Provided text
I wish that all my readers could meet me personally, because I think sometimes you have given me more credit than I deserve. Case in point, readers often think I exude confidence. I don’t. I have confidence in the data, in the facts, in the things I know that are true. But to be confident in myself, that is another story.
It isn’t that I think I am incompetent. Instead it is because I have such high expectations of myself, I never meet them. Perhaps you have had the good fortune to meet a perfectionist? Perhaps you are a perfectionist?
I am not sharing this because I need some group counseling. Instead, I want to let you know that the end result is worth the work (and frustration and feeling like you’ll never be a good midwife), even if you are perfectionist. See, some of my classmates have been eager to try each new thing and jump on every chance to do something new. I’m slower. I watch and and learn not only from technique but from the decision making. I was concerned about being able to do a good PAP smear without causing discomfort, but I was also concerned about being able to determine what else needed to be done. I never saw the clinical skills as separate from the clinical thinking. The thinking takes longer to learn, of course. So I was slow to feel comfortable with the skills.

Problems and tasks
a) Using the text on perfectionism in midwifery training, answer each question:
(i) What reason does the writer give for never meeting their own expectations?
(ii) What clinical procedure did the writer worry about doing without causing discomfort?
(iii) According to the writer, which takes longer to learn: the clinical skills or the clinical thinking?
b) List every thing the writer of the text on perfectionism in midwifery training says they have confidence in.
c) Write the next few sentences of the text on perfectionism in midwifery training, picking up after its final sentence.

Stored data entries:
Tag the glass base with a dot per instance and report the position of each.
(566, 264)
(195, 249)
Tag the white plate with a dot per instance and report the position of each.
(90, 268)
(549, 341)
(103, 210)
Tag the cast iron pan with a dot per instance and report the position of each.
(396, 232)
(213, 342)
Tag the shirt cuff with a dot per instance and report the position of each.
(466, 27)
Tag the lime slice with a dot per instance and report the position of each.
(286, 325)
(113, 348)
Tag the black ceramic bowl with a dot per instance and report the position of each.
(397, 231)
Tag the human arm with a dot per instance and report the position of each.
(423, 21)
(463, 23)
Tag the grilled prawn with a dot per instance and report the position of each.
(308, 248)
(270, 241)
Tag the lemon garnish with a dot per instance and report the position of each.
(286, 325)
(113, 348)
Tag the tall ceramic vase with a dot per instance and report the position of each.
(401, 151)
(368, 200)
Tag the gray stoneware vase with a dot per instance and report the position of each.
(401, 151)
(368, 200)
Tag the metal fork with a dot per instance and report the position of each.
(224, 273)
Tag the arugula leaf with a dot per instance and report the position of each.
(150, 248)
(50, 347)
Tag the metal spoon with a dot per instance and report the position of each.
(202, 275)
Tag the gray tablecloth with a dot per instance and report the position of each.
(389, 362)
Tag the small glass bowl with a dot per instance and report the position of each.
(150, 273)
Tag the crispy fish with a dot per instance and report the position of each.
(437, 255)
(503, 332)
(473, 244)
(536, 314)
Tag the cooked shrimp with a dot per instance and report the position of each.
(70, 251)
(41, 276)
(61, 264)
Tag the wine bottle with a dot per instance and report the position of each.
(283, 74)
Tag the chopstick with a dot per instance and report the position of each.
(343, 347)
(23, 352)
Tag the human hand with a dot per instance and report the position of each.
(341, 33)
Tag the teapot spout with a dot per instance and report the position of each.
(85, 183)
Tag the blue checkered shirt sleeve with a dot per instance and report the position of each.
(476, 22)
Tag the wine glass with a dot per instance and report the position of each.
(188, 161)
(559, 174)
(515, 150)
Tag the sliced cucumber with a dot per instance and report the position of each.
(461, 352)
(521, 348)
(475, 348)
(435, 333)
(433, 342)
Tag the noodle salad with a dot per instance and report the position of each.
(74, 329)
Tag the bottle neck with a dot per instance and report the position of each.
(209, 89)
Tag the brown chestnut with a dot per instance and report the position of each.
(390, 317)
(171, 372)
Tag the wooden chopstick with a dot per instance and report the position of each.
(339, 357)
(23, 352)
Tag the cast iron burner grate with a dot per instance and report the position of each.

Answers for this exercise
a)
(i) The writer has such high expectations of themselves that they never meet them.
(ii) A PAP smear.
(iii) The clinical thinking.

b)
- The data
- The facts
- The things the writer knows are true

c)
But today at clinical there was a scheduling snafu that thrust me forward about five steps. I had to step up and make the decisions myself. The midwife was there, but not as easily accessible as she usually is. I didn’t have her to run to and give me “permission” to do what I thought I needed to do. The result, fabulous confidence in my clinical skills and thinking. I’ve come a long way in four months, and having to step out in a way I don’t normally allowed me to see that growth. I even stayed on time for appointments, adding in one emergency visit and had the charting done before seeing the next client. Granted, we schedule in 30 minute blocks instead of 15 or 20, but I don’t have a nurse setting my clients up in the room. I receive clients in the waiting area. I do the blood pressure, I do the weights.
I have to admit to a bit of relief that I feel so comfortable with the office visits now, because this semester I move on to births. Luckily, years of doula and childbirth educator experience has given me a great head start on the clinical thinking needed for managing labor. This semester should be a lot less stressful, and a lot more fun.